STUDY MATERIAL
- - -

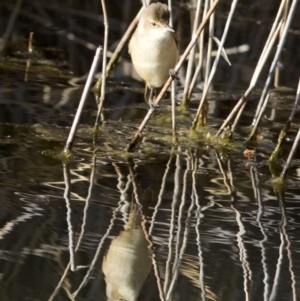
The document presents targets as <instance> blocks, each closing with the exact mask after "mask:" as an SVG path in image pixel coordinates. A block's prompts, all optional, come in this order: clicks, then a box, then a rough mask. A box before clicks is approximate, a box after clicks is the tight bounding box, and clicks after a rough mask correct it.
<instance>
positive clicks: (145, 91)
mask: <svg viewBox="0 0 300 301" xmlns="http://www.w3.org/2000/svg"><path fill="white" fill-rule="evenodd" d="M147 94H148V86H147V84H146V85H145V92H144V99H145V102H146V103H148V96H147Z"/></svg>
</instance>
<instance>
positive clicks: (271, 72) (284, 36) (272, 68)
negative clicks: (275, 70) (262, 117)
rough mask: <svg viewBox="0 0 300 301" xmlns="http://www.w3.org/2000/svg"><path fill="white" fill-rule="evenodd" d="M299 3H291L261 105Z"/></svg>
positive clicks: (293, 1)
mask: <svg viewBox="0 0 300 301" xmlns="http://www.w3.org/2000/svg"><path fill="white" fill-rule="evenodd" d="M297 3H298V0H293V2H292V5H291V7H290V10H289V13H288V17H287V19H286V22H285V23H284V29H283V32H282V37H281V40H280V41H279V44H278V46H277V50H276V53H275V55H274V59H273V61H272V64H271V67H270V70H269V74H268V78H267V80H266V83H265V86H264V89H263V92H262V95H261V98H260V101H259V104H260V105H261V103H262V102H263V100H264V99H265V97H266V95H267V93H268V90H269V87H270V84H271V80H272V78H273V75H274V71H275V67H276V65H277V62H278V59H279V57H280V54H281V52H282V49H283V46H284V44H285V41H286V38H287V35H288V31H289V28H290V26H291V23H292V19H293V16H294V13H295V11H296V7H297ZM258 114H259V110H258V109H257V110H256V112H255V116H254V119H253V122H254V120H256V118H257V116H258ZM252 124H253V123H252Z"/></svg>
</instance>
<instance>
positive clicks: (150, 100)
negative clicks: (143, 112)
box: [148, 99, 159, 110]
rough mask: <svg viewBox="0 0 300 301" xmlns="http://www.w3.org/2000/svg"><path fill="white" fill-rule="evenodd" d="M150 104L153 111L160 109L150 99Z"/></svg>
mask: <svg viewBox="0 0 300 301" xmlns="http://www.w3.org/2000/svg"><path fill="white" fill-rule="evenodd" d="M148 104H149V107H150V108H151V109H153V110H156V109H158V108H159V105H157V104H155V102H154V101H152V99H149V102H148Z"/></svg>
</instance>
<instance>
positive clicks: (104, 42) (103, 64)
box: [94, 0, 109, 144]
mask: <svg viewBox="0 0 300 301" xmlns="http://www.w3.org/2000/svg"><path fill="white" fill-rule="evenodd" d="M101 5H102V12H103V24H104V45H103V60H102V85H101V95H100V101H99V104H98V112H97V116H96V121H95V126H94V133H95V135H94V144H95V141H96V138H97V132H98V124H99V119H100V115H101V112H102V108H103V104H104V99H105V89H106V74H105V71H106V65H107V64H106V62H107V47H108V45H107V44H108V32H109V23H108V18H107V12H106V5H105V0H101Z"/></svg>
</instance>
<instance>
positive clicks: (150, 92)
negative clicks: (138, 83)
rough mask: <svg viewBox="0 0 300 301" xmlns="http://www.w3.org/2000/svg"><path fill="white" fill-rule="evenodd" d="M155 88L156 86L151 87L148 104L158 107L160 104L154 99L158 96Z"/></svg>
mask: <svg viewBox="0 0 300 301" xmlns="http://www.w3.org/2000/svg"><path fill="white" fill-rule="evenodd" d="M154 89H155V88H153V87H150V95H149V101H148V104H149V106H150V108H153V109H157V108H158V107H159V105H156V104H154V101H155V98H156V97H155V96H156V95H155V91H154Z"/></svg>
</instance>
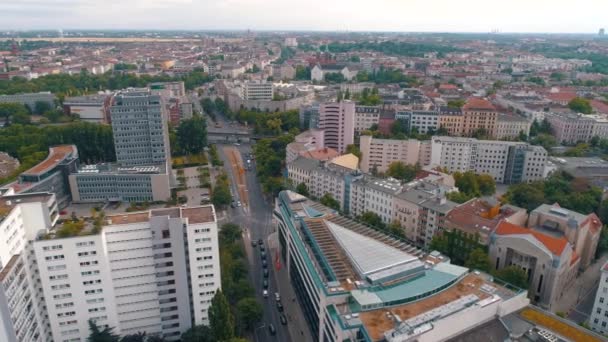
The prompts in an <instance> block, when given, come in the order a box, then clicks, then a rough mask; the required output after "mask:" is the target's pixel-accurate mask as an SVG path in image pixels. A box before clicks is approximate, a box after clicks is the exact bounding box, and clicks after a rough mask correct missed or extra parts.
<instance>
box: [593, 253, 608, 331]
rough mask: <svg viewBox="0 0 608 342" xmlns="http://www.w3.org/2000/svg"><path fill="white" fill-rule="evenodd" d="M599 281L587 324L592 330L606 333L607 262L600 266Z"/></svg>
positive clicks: (606, 330)
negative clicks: (587, 324)
mask: <svg viewBox="0 0 608 342" xmlns="http://www.w3.org/2000/svg"><path fill="white" fill-rule="evenodd" d="M600 272H601V276H600V283H599V287H598V289H597V292H596V294H595V300H594V302H593V309H592V310H591V317H589V325H590V326H591V329H592V330H593V331H596V332H598V333H600V334H604V335H606V334H607V333H608V262H607V263H605V264H604V265H603V266H602V268H600Z"/></svg>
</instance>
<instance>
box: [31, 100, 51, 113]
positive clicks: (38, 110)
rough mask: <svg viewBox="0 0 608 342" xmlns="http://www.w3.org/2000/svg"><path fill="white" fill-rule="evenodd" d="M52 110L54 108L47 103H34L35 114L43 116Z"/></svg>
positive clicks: (42, 102)
mask: <svg viewBox="0 0 608 342" xmlns="http://www.w3.org/2000/svg"><path fill="white" fill-rule="evenodd" d="M51 109H52V107H51V105H50V103H48V102H47V101H36V102H35V103H34V114H37V115H42V114H44V113H46V112H48V111H49V110H51Z"/></svg>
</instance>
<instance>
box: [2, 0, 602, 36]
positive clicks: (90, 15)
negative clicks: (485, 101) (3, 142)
mask: <svg viewBox="0 0 608 342" xmlns="http://www.w3.org/2000/svg"><path fill="white" fill-rule="evenodd" d="M601 27H606V29H607V31H608V0H365V1H363V0H0V30H34V29H53V30H57V29H64V30H68V29H152V30H173V29H184V30H246V29H250V30H254V31H255V30H310V31H403V32H490V31H494V30H498V31H499V32H505V33H507V32H548V33H597V32H598V30H599V28H601Z"/></svg>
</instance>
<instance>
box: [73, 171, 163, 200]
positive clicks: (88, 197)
mask: <svg viewBox="0 0 608 342" xmlns="http://www.w3.org/2000/svg"><path fill="white" fill-rule="evenodd" d="M170 174H171V170H167V169H166V166H165V165H164V164H157V165H148V166H132V167H120V166H119V165H117V164H97V165H85V166H83V167H81V168H79V169H78V170H77V171H76V172H74V173H72V174H70V175H69V178H68V180H69V185H70V192H71V194H72V201H74V202H76V203H86V202H89V203H99V202H107V201H110V202H116V201H118V202H155V201H167V200H169V199H170V198H171V190H170V188H171V177H170Z"/></svg>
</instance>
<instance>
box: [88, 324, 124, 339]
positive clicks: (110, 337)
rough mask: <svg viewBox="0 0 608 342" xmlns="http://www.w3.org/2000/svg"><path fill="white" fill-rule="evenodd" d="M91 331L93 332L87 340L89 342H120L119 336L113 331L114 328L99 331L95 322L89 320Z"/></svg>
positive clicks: (96, 324) (101, 329) (88, 337)
mask: <svg viewBox="0 0 608 342" xmlns="http://www.w3.org/2000/svg"><path fill="white" fill-rule="evenodd" d="M89 330H90V331H91V333H90V335H89V337H88V338H87V341H88V342H118V341H119V337H118V335H116V334H114V333H113V332H112V330H114V329H113V328H110V327H108V328H104V329H103V330H102V329H99V327H98V326H97V324H95V322H94V321H93V320H89Z"/></svg>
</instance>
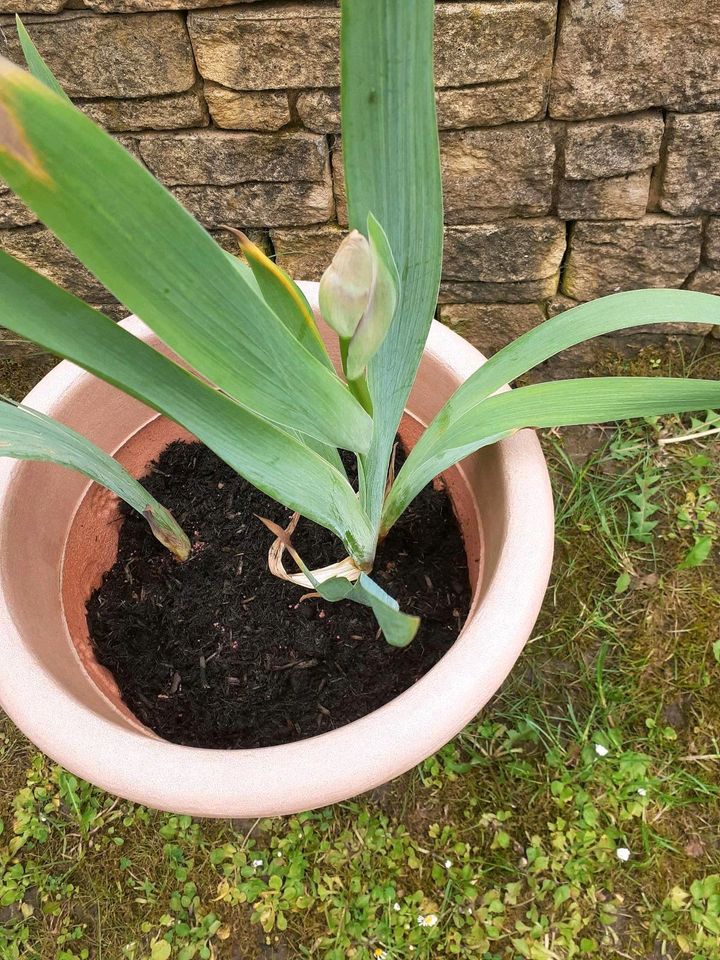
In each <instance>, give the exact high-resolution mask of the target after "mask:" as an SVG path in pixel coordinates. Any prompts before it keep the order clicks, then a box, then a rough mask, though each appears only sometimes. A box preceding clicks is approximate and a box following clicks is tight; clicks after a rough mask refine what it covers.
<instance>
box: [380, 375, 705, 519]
mask: <svg viewBox="0 0 720 960" xmlns="http://www.w3.org/2000/svg"><path fill="white" fill-rule="evenodd" d="M717 406H720V381H718V380H680V379H670V378H663V377H598V378H597V379H587V380H558V381H555V382H554V383H538V384H533V385H531V386H529V387H520V388H519V389H517V390H511V391H508V392H506V393H500V394H495V395H494V396H492V397H488V398H487V399H486V400H485V401H484V402H483V403H479V404H477V405H476V406H474V407H472V408H470V409H469V410H467V411H466V412H465V413H463V414H462V415H460V416H458V417H456V418H454V417H451V416H450V415H448V413H447V408H448V405H447V404H446V405H445V407H444V408H443V409H442V410H441V411H440V413H439V414H438V416H437V417H436V419H435V420H434V421H433V424H432V427H433V429H432V432H431V430H430V429H428V430H426V431H425V433H424V434H423V436H422V437H421V438H420V440H419V441H418V442H417V444H416V445H415V447H414V448H413V450H412V452H411V453H410V456H409V457H408V458H407V460H406V461H405V463H404V464H403V466H402V468H401V470H400V473H399V474H398V475H397V479H396V480H395V483H394V484H393V487H392V490H391V491H390V495H389V497H388V499H387V501H386V504H385V508H384V511H383V522H382V529H383V532H387V531H388V530H389V529H390V527H392V525H393V524H394V523H395V521H396V520H397V519H398V517H399V516H400V515H401V514H402V512H403V511H404V510H405V509H406V507H407V506H408V505H409V504H410V502H411V501H412V500H413V499H414V498H415V497H416V496H417V494H418V493H419V492H420V491H421V490H422V488H423V487H424V486H425V484H426V483H429V482H430V480H432V479H433V477H436V476H437V475H438V474H439V473H442V472H443V470H447V468H448V467H450V466H452V465H453V464H454V463H457V462H458V461H459V460H462V459H463V457H467V456H469V455H470V454H471V453H474V452H475V451H476V450H479V449H480V448H481V447H485V446H487V445H488V444H490V443H495V441H497V440H502V439H503V438H504V437H507V436H510V435H511V434H513V433H515V431H516V430H520V429H522V428H523V427H536V428H541V427H563V426H568V425H570V424H580V423H603V422H605V421H608V420H625V419H627V418H630V417H651V416H660V415H662V414H665V413H682V412H685V411H689V410H707V409H712V408H715V407H717Z"/></svg>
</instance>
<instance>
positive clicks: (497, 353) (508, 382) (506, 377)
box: [428, 289, 720, 435]
mask: <svg viewBox="0 0 720 960" xmlns="http://www.w3.org/2000/svg"><path fill="white" fill-rule="evenodd" d="M648 323H658V324H665V323H703V324H709V323H711V324H720V297H715V296H712V295H710V294H708V293H697V292H695V291H692V290H659V289H658V290H630V291H628V292H626V293H614V294H612V295H611V296H609V297H601V298H600V299H598V300H593V301H592V302H591V303H583V304H580V305H579V306H577V307H573V308H572V309H571V310H566V311H565V312H564V313H561V314H558V316H556V317H552V318H551V319H550V320H546V321H545V322H544V323H541V324H539V325H538V326H537V327H535V328H534V329H532V330H529V331H528V332H527V333H524V334H523V335H522V336H521V337H518V338H517V340H513V342H512V343H509V344H508V345H507V346H506V347H503V348H502V350H498V352H497V353H496V354H494V356H492V357H490V359H489V360H487V361H486V362H485V363H484V364H483V365H482V367H480V369H479V370H477V371H476V372H475V373H474V374H473V375H472V376H471V377H468V379H467V380H466V381H465V383H463V384H462V385H461V386H460V387H458V389H457V390H456V391H455V393H454V394H453V396H452V397H451V398H450V400H449V401H448V402H447V404H446V406H445V408H444V411H446V412H445V413H443V414H442V415H443V416H447V417H448V418H450V419H453V418H455V417H458V416H461V415H462V414H463V413H465V412H466V411H468V410H470V409H471V408H472V407H474V406H475V405H476V404H478V403H482V401H483V400H485V399H486V398H487V397H489V396H490V395H491V394H493V393H495V391H496V390H499V389H500V387H503V386H505V384H506V383H510V382H511V381H512V380H515V379H517V378H518V377H521V376H522V375H523V374H524V373H527V372H528V371H529V370H532V369H533V368H534V367H537V366H538V364H540V363H544V361H545V360H548V359H549V358H550V357H554V356H555V355H556V354H558V353H560V352H561V351H563V350H567V349H568V348H569V347H574V346H576V345H577V344H578V343H584V342H585V341H586V340H590V339H591V338H592V337H597V336H601V335H602V334H607V333H614V332H615V331H616V330H623V329H630V328H632V327H639V326H642V325H644V324H648ZM433 429H434V424H431V425H430V427H429V428H428V432H429V433H430V434H431V435H432V431H433Z"/></svg>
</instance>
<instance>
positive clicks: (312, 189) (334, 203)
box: [173, 179, 335, 228]
mask: <svg viewBox="0 0 720 960" xmlns="http://www.w3.org/2000/svg"><path fill="white" fill-rule="evenodd" d="M173 193H174V194H175V196H176V197H177V198H178V200H179V201H180V203H182V204H183V205H184V206H185V207H186V208H187V209H188V210H189V211H190V213H192V215H193V216H194V217H196V218H197V219H198V220H199V221H200V222H201V223H202V224H203V225H204V226H206V227H219V226H221V225H222V224H224V223H227V224H230V226H236V227H241V228H242V227H286V226H305V225H308V224H312V223H325V222H326V221H328V220H330V219H332V217H333V215H334V213H335V203H334V200H333V193H332V184H331V183H330V180H329V179H328V180H327V181H326V182H323V183H306V182H294V183H240V184H236V185H235V186H228V187H222V186H212V185H211V186H208V185H205V184H197V185H193V186H177V187H173Z"/></svg>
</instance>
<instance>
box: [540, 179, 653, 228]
mask: <svg viewBox="0 0 720 960" xmlns="http://www.w3.org/2000/svg"><path fill="white" fill-rule="evenodd" d="M651 174H652V171H651V170H644V171H642V172H640V173H629V174H626V175H625V176H621V177H607V178H604V179H600V180H561V181H560V185H559V188H558V216H559V217H562V219H563V220H636V219H639V218H640V217H643V216H645V213H646V211H647V206H648V197H649V194H650V177H651Z"/></svg>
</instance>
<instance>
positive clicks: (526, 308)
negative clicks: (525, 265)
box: [439, 303, 545, 356]
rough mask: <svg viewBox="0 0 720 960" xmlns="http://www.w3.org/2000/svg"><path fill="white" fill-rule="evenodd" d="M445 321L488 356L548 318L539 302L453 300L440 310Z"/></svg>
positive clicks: (499, 349) (443, 321)
mask: <svg viewBox="0 0 720 960" xmlns="http://www.w3.org/2000/svg"><path fill="white" fill-rule="evenodd" d="M439 318H440V321H441V322H442V323H444V324H445V325H446V326H448V327H450V329H452V330H454V331H455V332H456V333H459V334H460V336H461V337H464V338H465V339H466V340H467V341H468V342H469V343H471V344H472V345H473V346H474V347H477V349H478V350H480V351H481V352H482V353H484V354H485V355H486V356H492V355H493V354H494V353H497V351H498V350H500V349H501V348H502V347H504V346H506V345H507V344H508V343H510V342H511V341H512V340H515V339H516V338H517V337H519V336H521V335H522V334H523V333H527V331H528V330H532V328H533V327H536V326H537V325H538V324H539V323H542V322H543V321H544V319H545V315H544V313H543V311H542V308H541V307H540V305H539V304H537V303H451V304H443V305H442V306H441V307H440V310H439Z"/></svg>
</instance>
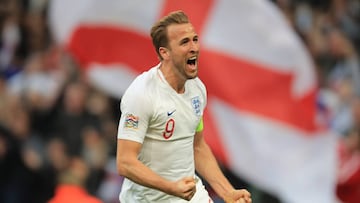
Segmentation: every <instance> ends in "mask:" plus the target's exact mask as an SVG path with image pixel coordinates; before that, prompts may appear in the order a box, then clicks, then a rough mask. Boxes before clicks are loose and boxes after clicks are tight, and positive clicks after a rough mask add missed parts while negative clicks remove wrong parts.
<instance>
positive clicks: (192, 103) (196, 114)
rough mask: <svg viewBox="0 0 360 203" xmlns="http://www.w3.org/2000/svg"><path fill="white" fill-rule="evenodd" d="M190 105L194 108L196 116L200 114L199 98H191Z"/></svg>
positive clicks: (199, 102) (199, 99)
mask: <svg viewBox="0 0 360 203" xmlns="http://www.w3.org/2000/svg"><path fill="white" fill-rule="evenodd" d="M191 105H192V107H193V109H194V112H195V114H196V115H197V116H201V109H200V99H199V97H194V98H192V99H191Z"/></svg>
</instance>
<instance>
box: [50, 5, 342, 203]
mask: <svg viewBox="0 0 360 203" xmlns="http://www.w3.org/2000/svg"><path fill="white" fill-rule="evenodd" d="M50 3H51V5H50V6H51V8H50V18H51V19H50V23H51V24H50V26H51V29H52V32H53V34H54V37H55V39H56V40H57V42H58V43H59V44H60V45H62V46H64V47H66V48H67V49H68V50H69V51H70V52H71V53H72V54H73V55H74V57H75V58H76V59H77V60H78V61H79V63H80V64H81V67H82V68H83V69H84V72H85V73H86V74H87V76H88V77H89V80H90V81H91V82H92V83H93V84H94V85H96V86H97V87H98V88H101V89H103V90H104V91H106V92H108V93H109V94H110V95H113V96H117V97H120V96H121V94H122V93H123V91H124V90H125V89H126V88H127V86H128V85H129V84H130V82H131V81H132V79H133V78H134V77H135V76H136V75H137V74H138V73H140V72H142V71H144V70H147V69H148V68H150V67H152V66H154V65H156V64H157V63H158V60H157V57H156V54H155V51H154V48H153V47H152V44H151V40H150V37H149V31H150V28H151V26H152V24H153V23H154V22H155V21H156V20H157V19H159V18H160V17H161V16H163V15H164V14H167V13H168V12H170V11H173V10H179V9H181V10H184V11H185V12H186V13H187V14H188V16H189V18H190V19H191V21H192V23H193V25H194V26H195V28H196V29H197V32H198V34H199V37H200V38H199V39H200V43H201V50H200V62H199V76H200V78H201V79H202V80H203V82H204V83H205V85H206V86H207V88H208V94H209V95H208V96H209V97H208V98H209V100H208V106H207V110H206V114H205V136H206V139H207V141H208V143H209V145H210V146H211V147H212V149H213V151H214V153H215V155H216V156H217V158H218V159H219V160H220V161H221V162H222V163H224V164H225V165H226V166H227V167H228V168H229V169H231V170H232V171H233V172H235V173H236V174H237V175H239V176H240V177H242V178H244V179H246V180H247V181H249V182H250V183H252V184H254V185H255V186H257V187H259V188H262V189H264V190H266V191H268V192H270V193H273V194H274V195H276V196H278V197H279V198H280V199H281V200H282V201H283V202H292V203H303V202H309V203H310V202H311V203H312V202H314V203H315V202H316V203H331V202H334V199H335V198H334V188H335V182H336V177H335V172H336V152H335V138H334V136H332V135H330V134H329V133H328V132H327V131H326V129H324V128H322V127H320V126H319V124H318V123H317V112H316V105H315V100H316V94H317V81H316V76H315V72H314V71H315V70H314V65H313V62H312V60H311V58H310V56H309V54H308V53H307V50H306V48H305V47H304V45H303V44H302V43H301V41H300V39H299V38H298V37H297V35H296V34H295V33H294V32H293V30H292V29H291V27H290V26H289V25H288V23H287V20H286V19H285V18H284V16H283V15H282V14H281V12H280V11H279V10H278V9H277V7H276V6H275V5H273V4H272V3H271V1H268V0H199V1H190V0H181V1H176V0H169V1H166V0H152V1H144V0H131V1H126V0H101V1H100V0H76V1H74V0H52V1H51V2H50Z"/></svg>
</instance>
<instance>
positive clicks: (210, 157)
mask: <svg viewBox="0 0 360 203" xmlns="http://www.w3.org/2000/svg"><path fill="white" fill-rule="evenodd" d="M194 156H195V167H196V171H197V172H198V173H199V174H200V175H201V176H202V177H203V178H204V179H205V180H206V181H207V182H208V183H209V184H210V185H211V187H212V188H213V189H214V190H215V192H216V193H217V194H218V195H219V196H220V197H221V198H223V199H224V198H225V197H226V196H227V195H228V193H231V192H232V191H233V190H234V188H233V186H232V185H231V184H230V182H229V181H228V180H227V179H226V177H225V176H224V174H223V173H222V171H221V169H220V167H219V165H218V163H217V160H216V159H215V156H214V155H213V153H212V151H211V149H210V147H209V146H208V145H207V144H206V143H205V141H204V140H202V141H200V143H198V144H197V145H196V146H195V148H194Z"/></svg>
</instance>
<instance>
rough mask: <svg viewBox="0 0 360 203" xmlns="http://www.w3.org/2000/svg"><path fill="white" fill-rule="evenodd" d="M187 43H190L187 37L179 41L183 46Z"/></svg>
mask: <svg viewBox="0 0 360 203" xmlns="http://www.w3.org/2000/svg"><path fill="white" fill-rule="evenodd" d="M188 41H190V38H189V37H185V38H183V39H181V40H180V44H183V43H185V42H188Z"/></svg>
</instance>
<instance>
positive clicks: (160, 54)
mask: <svg viewBox="0 0 360 203" xmlns="http://www.w3.org/2000/svg"><path fill="white" fill-rule="evenodd" d="M159 53H160V56H161V57H162V58H163V59H168V58H169V56H170V53H169V50H168V49H167V48H166V47H159Z"/></svg>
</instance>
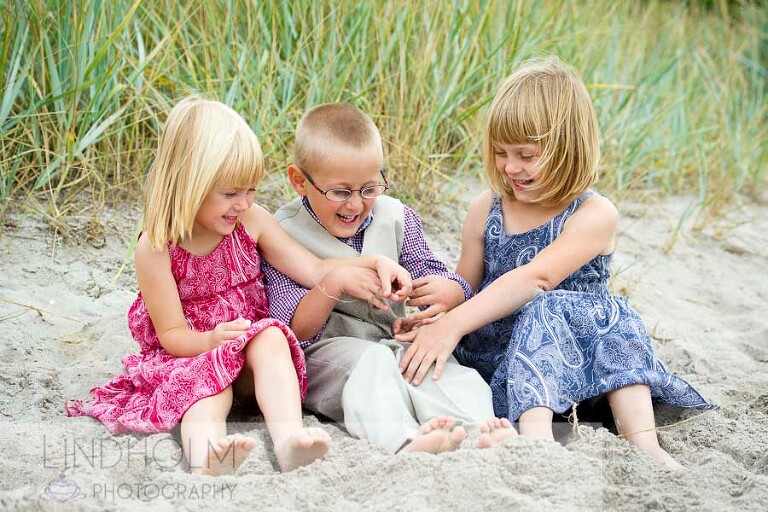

- - -

Note every line of the records that holds the word "correct", and copy it.

The document presents targets as <instance> blocks, each closing with the exact mask after "mask:" as an SVG path in image pixel coordinates. A block's prompts, all optional, come in this order: clicks, then a box, then a rough mask. A box before clicks is approximate, a box after clicks is the tight bounding box, and clicks after a rough mask correct it.
The prompts in an <instance> block, when given, come in the order a box, then clicks, then a rough mask; the required output after "mask:" is the target's pixel-accurate mask as an SVG path in image pixels. A box before clicks is approximate, a box after clicks is the exact bounding box, and clicks after a rough mask correct missed or extra parts.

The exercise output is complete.